--- begin LISTED RECORDS ---

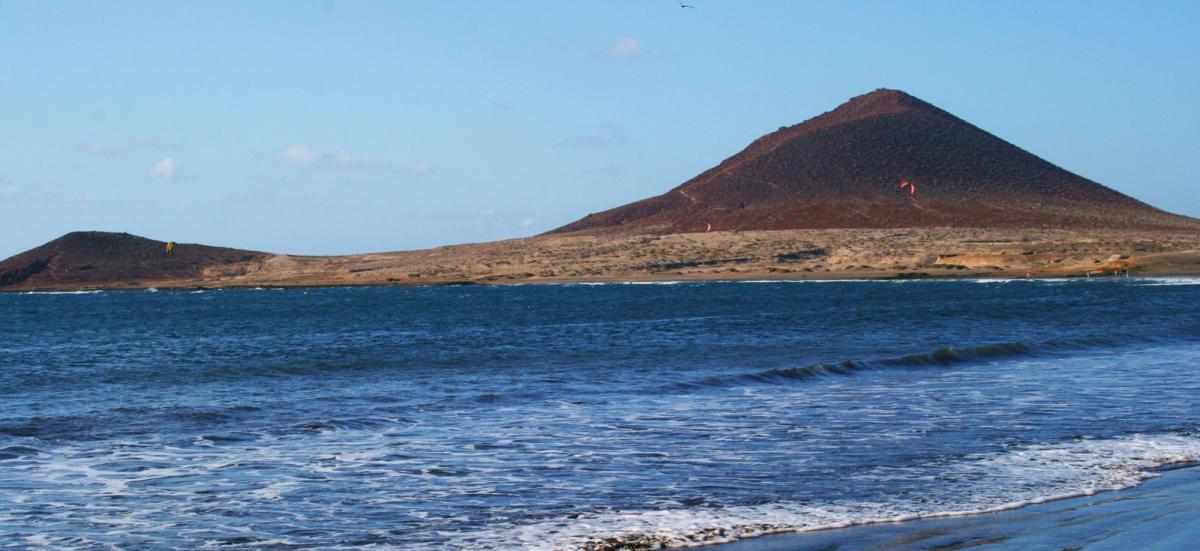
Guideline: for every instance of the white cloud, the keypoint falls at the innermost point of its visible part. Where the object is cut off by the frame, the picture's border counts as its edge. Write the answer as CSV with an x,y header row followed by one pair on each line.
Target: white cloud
x,y
424,167
123,147
166,169
349,161
625,47
13,193
310,156
601,138
300,154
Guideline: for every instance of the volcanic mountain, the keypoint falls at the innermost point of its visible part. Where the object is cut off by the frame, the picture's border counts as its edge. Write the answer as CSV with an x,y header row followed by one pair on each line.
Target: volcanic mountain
x,y
846,168
83,258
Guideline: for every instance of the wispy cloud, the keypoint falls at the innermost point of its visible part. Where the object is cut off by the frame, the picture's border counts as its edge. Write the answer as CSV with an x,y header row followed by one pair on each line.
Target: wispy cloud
x,y
121,147
166,169
625,47
307,156
603,138
13,193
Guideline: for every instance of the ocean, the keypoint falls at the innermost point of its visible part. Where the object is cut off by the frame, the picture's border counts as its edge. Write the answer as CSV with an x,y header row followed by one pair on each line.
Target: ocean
x,y
579,415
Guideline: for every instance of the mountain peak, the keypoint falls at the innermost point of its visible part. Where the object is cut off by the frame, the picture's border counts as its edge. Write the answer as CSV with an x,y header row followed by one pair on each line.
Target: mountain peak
x,y
843,169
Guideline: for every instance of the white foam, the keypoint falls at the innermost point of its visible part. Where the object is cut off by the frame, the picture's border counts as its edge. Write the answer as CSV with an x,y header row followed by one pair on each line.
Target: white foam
x,y
983,484
1167,281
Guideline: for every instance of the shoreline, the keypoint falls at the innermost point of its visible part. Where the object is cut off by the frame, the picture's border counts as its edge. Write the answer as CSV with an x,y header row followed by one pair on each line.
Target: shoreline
x,y
1134,516
912,253
747,279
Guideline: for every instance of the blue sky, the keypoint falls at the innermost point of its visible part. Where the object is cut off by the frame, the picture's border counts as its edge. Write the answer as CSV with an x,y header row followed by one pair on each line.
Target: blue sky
x,y
345,126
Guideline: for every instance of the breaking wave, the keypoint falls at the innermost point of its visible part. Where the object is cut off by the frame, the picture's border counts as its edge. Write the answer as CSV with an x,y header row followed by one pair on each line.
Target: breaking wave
x,y
971,485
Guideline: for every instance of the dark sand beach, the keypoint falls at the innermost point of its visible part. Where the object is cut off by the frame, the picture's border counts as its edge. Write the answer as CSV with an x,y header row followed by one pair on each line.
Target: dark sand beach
x,y
1161,514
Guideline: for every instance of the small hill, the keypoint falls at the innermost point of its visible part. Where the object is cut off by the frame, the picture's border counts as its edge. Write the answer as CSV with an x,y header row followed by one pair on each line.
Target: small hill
x,y
82,258
844,168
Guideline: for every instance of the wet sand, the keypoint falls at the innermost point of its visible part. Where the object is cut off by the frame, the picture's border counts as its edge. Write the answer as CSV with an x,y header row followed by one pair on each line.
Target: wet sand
x,y
1161,514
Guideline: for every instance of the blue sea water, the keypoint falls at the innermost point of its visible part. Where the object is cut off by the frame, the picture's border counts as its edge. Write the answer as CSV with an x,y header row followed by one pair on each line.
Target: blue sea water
x,y
555,417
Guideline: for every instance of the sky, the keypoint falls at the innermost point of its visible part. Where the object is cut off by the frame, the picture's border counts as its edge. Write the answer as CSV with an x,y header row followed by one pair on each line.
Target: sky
x,y
333,126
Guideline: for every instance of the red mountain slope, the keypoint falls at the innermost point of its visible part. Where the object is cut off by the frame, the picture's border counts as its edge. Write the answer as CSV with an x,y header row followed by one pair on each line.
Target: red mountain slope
x,y
844,169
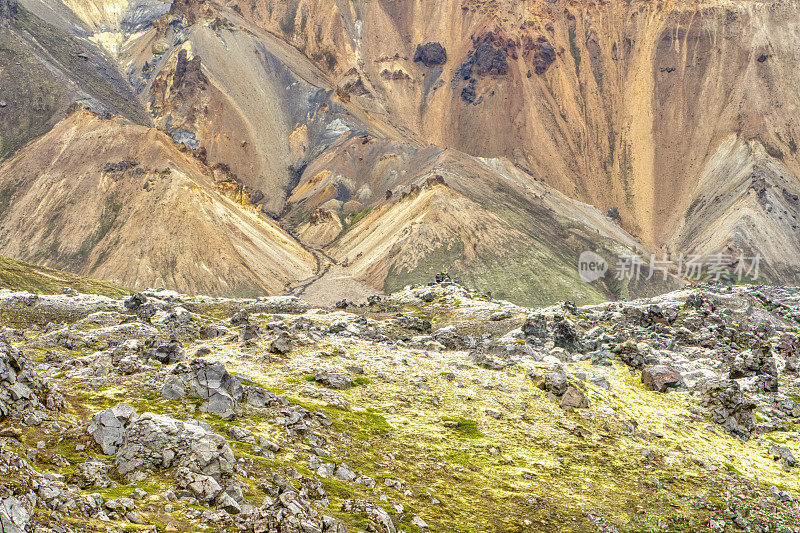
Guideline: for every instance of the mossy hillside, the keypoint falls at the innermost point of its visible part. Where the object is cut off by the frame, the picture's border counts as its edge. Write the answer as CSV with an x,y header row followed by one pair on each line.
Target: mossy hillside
x,y
423,419
557,457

--- end LISTED RECORDS ---

Quote each entry above verbatim and drop the pictures.

Guideline: for every instance of the white cloud, the keypoint falls at the innermost point of its visible part. Where the object is cut off by the frame, the picture's border counts as its edge. Write the answer as CSV with an x,y header row followed by one pair on each line.
Target: white cloud
x,y
424,167
123,147
166,169
349,161
625,47
13,193
310,156
601,138
300,154
Guideline: for every instance of the volcanic mountain, the keypoint falls at the innermost point of its visible part. Where the object is cut off by the frame, the picture's border counts as its edge. Write the answer as CSV with an x,y header row followed by one pair on each line.
Target: volcanic mountain
x,y
846,168
83,258
Guideline: for every instance of the wispy cloud, the keypoint falls at the innermost point of its visible part. Where the object is cut off by the frame, the picture's border counts as its edge. Write the answer as CSV with an x,y header row followed by one pair on each line.
Target: wispy cloud
x,y
121,147
166,169
625,47
307,156
603,138
13,193
Guideline: for every instance of the ocean, the keypoint falls at the innermost point of its visible part. Where the object is cut off by the frame, the picture's border counts as its edge. Write the answer as CSV with an x,y header row followed by one pair on each line.
Target: ocean
x,y
579,415
Guideline: for every instance of the mountain peak, the keypoint falls at the innermost point of its visible part. Where the object is cut off by the frame, the picture's border counts as its edge. Write the answer as CSV with an x,y header row followed by one pair on each line.
Target: mountain peak
x,y
843,169
Guideline: for every instance of the white foam, the keypoint falls at the innermost point of its visible part. Where the object is cut off by the frame, the picture's border counts as its edge. Write the answer as CSV with an x,y header row followed by one pair on each line.
Target: white foam
x,y
983,484
1167,281
Guideline: for every instance of the shoreline, the keypoint falls at the innermost point of its visible part. Where the object is cut off by the frame, the picture's border counts as its edge. Write the answer as CSV with an x,y header row followed by one pair on each line.
Target: shoreline
x,y
1134,516
912,253
747,279
Guideline: for every instance of the blue sky, the keypoint falls at the innermost point of its visible part. Where the object is cut off by the frame, the picture's border counts as its edge. Write the answer as CSV with an x,y header row followed by one pair on each line.
Target: blue sky
x,y
345,126
Guideline: for every instance of the breaking wave, the keypoint falls at the innermost point of its visible part. Where the object is cut off by the frame, the picture's border counts as its edge. Write the answer as CSV with an x,y header row followed by one pair on each line.
Target: breaking wave
x,y
971,485
Guideline: for every instance of the dark sand beach, the keypoint falls at the innermost point of its visible part. Where the object is cut off by the frame, the picture's border counts as its edge. Write the answer as CSV with an x,y header row followed by one pair on each line.
Target: dark sand beach
x,y
1161,514
Guideline: for every instance of the small hill, the keypoint falls at the innermost point of its visible part. Where the object is cut off by the frame, the picture's border counts as its edge. Write the answer as CSV with an x,y header row followed by one pair on each line.
Target: small hill
x,y
82,258
844,168
Guideline: for every instance of the wet sand, the keypoint falls at the innermost point of its visible part. Where the object is cut off by the frame, the picture's border counts as its edge. Write the answer as CSV with an x,y header row followed by one pair on each line.
Target: wet sand
x,y
1161,514
Guideline: for every instance of the blue sea water, the keypoint falls at the innermost point of its visible part. Where the object is cut off by the frame, the picture's border counts as its edge. Write the answer as CSV with an x,y header row followed by one pair on each line.
Target: blue sea water
x,y
555,417
Guideline: for every instance of the sky, the keypoint falls at the innermost point of its visible part. Where the object is cut off by the frame, the picture's border counts as its edge. Write the answer as CSV with an x,y header row followed by one pair on each line.
Target: sky
x,y
333,126
Guideline: for every instance of the red mountain slope, the keypoint falls at the innermost point of its visible part. Where the object is cut off by the frame, the picture's border counts as its edge. Write the answer as CSV with an x,y header row followed by one pair on each line.
Target: red mountain slope
x,y
844,169
Guideline: for every instance of the mossy hillside, the keypoint falls at the innermost point of its visible part. Where the object is cut off by the frame, the picture's border counts as its edge. Write the answer as CSV with an x,y header row followed by one pair on each line.
Target: mossy hillside
x,y
423,419
557,457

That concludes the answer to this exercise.